_WHAT TO DO_
What is wanted is every line below from the one with "[locate] the eyeglasses" up to and including the one with "Target: neck", retyped exactly, pictures excluded, nothing else.
-- Opening Marker --
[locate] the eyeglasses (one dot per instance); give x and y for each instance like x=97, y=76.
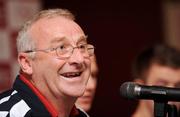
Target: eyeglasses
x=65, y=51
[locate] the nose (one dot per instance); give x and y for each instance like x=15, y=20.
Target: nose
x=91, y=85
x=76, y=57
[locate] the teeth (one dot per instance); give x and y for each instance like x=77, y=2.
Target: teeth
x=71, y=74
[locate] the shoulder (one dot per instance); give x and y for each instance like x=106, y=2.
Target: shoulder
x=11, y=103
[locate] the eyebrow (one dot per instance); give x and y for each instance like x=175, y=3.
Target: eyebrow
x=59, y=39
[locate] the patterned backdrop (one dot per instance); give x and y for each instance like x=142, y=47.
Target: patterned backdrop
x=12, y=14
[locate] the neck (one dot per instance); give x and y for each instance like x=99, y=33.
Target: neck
-- Closing Marker --
-- Opening Marker --
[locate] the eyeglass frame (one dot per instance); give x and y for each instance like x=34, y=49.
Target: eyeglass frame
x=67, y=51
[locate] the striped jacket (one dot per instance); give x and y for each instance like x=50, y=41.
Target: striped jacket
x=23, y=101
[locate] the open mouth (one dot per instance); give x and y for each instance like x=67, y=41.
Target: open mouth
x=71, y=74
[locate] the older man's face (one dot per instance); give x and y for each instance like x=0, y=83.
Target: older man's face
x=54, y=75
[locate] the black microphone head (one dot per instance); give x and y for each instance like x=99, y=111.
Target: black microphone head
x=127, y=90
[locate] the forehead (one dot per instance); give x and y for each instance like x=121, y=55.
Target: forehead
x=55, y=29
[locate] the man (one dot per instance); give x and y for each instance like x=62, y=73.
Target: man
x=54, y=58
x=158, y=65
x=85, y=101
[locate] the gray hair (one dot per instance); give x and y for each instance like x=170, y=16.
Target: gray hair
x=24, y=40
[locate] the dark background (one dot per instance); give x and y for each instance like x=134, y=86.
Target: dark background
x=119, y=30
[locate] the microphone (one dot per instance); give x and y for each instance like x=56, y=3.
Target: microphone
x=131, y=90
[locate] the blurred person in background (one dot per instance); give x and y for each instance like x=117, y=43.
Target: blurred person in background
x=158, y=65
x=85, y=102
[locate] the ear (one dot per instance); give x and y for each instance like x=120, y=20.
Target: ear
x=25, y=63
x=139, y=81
-- Closing Marker --
_TASK SOLUTION_
[locate] the eyeglasses (one dot per instance); give x and y for each instance like x=97, y=76.
Target: eyeglasses
x=65, y=51
[locate] the nose (one dot per instance); give x and y for each instance like x=15, y=20.
Target: nose
x=91, y=85
x=76, y=57
[locate] the teeth (one dot per instance); give x and y for each instance like x=77, y=2.
Target: teeth
x=71, y=74
[locate] the shoulder (one dot per instance); give x and y for each instance like x=106, y=2.
Target: shoulder
x=11, y=103
[locate] the eyebrow (one dot per instance); give x and y for each instance like x=175, y=3.
Target: eyebrow
x=59, y=39
[locate] the patterned backdrop (one dot per instance); give x and y for each instance like x=142, y=47.
Target: patterned backdrop
x=12, y=14
[locate] the neck (one dot per instance); give x and y for each instance like x=99, y=33.
Target: neck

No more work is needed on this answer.